[Referring expression pointing data]
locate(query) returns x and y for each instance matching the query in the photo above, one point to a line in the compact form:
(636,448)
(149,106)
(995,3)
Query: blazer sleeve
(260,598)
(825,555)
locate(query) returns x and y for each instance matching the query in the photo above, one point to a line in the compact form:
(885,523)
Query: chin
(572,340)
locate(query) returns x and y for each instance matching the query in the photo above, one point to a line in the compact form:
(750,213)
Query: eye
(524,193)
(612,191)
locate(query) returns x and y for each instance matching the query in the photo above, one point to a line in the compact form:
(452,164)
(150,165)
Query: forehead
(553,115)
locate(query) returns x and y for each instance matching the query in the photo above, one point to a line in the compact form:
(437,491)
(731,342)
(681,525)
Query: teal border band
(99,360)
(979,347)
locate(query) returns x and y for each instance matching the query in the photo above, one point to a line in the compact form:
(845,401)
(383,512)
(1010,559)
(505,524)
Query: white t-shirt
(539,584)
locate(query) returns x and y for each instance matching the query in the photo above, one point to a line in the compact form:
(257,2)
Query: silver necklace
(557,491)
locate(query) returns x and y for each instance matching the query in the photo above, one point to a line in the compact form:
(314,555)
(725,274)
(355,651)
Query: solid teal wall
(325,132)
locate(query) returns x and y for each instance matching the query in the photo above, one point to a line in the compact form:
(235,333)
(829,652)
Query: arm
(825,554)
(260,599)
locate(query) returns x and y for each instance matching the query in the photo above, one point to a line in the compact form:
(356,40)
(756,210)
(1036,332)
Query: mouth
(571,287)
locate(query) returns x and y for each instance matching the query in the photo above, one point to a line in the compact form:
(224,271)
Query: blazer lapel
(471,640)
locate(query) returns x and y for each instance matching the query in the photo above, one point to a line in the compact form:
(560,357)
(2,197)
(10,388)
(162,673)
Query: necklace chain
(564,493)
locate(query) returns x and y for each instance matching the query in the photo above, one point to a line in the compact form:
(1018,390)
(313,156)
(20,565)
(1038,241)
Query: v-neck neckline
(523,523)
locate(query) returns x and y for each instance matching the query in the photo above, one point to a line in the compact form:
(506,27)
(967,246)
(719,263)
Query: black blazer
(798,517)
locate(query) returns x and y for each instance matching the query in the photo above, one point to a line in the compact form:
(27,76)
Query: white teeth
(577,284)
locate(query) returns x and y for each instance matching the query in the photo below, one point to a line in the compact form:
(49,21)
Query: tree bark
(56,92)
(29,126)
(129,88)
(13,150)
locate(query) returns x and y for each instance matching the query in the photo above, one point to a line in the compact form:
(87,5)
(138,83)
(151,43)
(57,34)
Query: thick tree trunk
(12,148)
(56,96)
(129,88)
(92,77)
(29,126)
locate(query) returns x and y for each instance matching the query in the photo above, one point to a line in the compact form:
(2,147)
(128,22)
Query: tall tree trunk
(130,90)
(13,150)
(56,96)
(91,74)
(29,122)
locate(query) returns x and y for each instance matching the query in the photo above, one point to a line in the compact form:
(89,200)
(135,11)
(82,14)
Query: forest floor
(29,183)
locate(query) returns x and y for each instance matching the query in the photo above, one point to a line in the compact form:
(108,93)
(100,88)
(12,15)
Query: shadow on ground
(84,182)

Task. Each entry must be reproduced verbatim.

Result for this task.
locate(query) returns x and y for each instance matching the query in the photo above, one point to a line in the compact form:
(636,448)
(149,106)
(995,3)
Query: blazer sleeve
(260,598)
(825,555)
locate(query) returns x and y for each instance matching the query in the photo above, one point to a line in the compact form:
(885,523)
Query: chin
(572,340)
locate(query) returns x and y for each instance matching the query in the photo above, one point to a line in the compact form:
(750,213)
Query: eye
(524,193)
(612,191)
locate(query) returns x and y for each instance matching the query in the photo above, one point to a line in the compact form:
(452,164)
(150,165)
Query: forehead
(553,115)
locate(query) returns x and y for each instance matching the query in the photo above, one point to a line in the compact form:
(437,491)
(731,342)
(681,525)
Query: teal border band
(99,360)
(979,347)
locate(query) returns x and y for each instance matching the query in the photo above, one point to a line in the compact form:
(845,401)
(383,512)
(1010,559)
(505,524)
Query: white t-shirt
(539,584)
locate(query) returns x and y for each instance matching the query in the photo above, one point to a line in the compact form:
(257,2)
Query: silver necklace
(557,491)
locate(query) returns x and y for each instance matching the query in the photo above, one point to a line in the compact form:
(314,555)
(725,274)
(355,651)
Query: solid teal wall
(325,132)
locate(query) returns x and y for each instance matching the query in the photo above, one point to a line in the compact form:
(235,333)
(829,652)
Query: arm
(825,554)
(260,599)
locate(query) returns x and y for each instance matching the query in the photo above, one point to a line in the compact form:
(356,40)
(756,210)
(1036,332)
Query: mouth
(571,287)
locate(query) returns x and y for each instance matching the query in the photo above, one point to a line in the compact form:
(224,271)
Query: blazer lapel
(471,640)
locate(query) returns x and y for each instance matching the query in the photo above, one point to a line in the compact form:
(560,357)
(2,197)
(10,388)
(162,673)
Query: necklace chain
(564,493)
locate(query) returns x and y for each instance matching the query in the photo above, one point to a line in the compact form:
(1018,390)
(313,156)
(20,565)
(1038,241)
Query: v-neck neckline
(523,523)
locate(query) returns x and y for each instance matching the query in the photo above, one point to a line in the compact form:
(506,27)
(967,246)
(719,263)
Query: black blazer
(798,517)
locate(query) returns x and y for each instance matching the query in the photo above, one point to a line in the compact form:
(27,76)
Query: white teeth
(577,284)
locate(query) returns x and y for each instance matching the query in the photo below, one point to a line in the compact form:
(49,21)
Query: tree bark
(56,92)
(29,126)
(129,88)
(13,150)
locate(query) returns x and y for each instance matching the query in the photo above, one point to a line in the compact form:
(87,5)
(138,83)
(151,43)
(57,34)
Query: thick tree trunk
(12,148)
(56,96)
(129,88)
(92,77)
(29,126)
locate(query) returns x and y for each instance matching the query in the photo above, one point to a line in the compact form:
(2,147)
(128,22)
Query: tall tree trunk
(130,90)
(13,150)
(56,96)
(91,74)
(29,122)
locate(query) returns x and y for each instance matching the query in the photo above, one point to a line in the compact form:
(89,200)
(135,11)
(82,14)
Query: forest floor
(29,183)
locate(query) returns x and y for each instance matching the query in the photo above, one point to a line in the compact form:
(108,93)
(100,88)
(12,15)
Query: shadow on ground
(84,182)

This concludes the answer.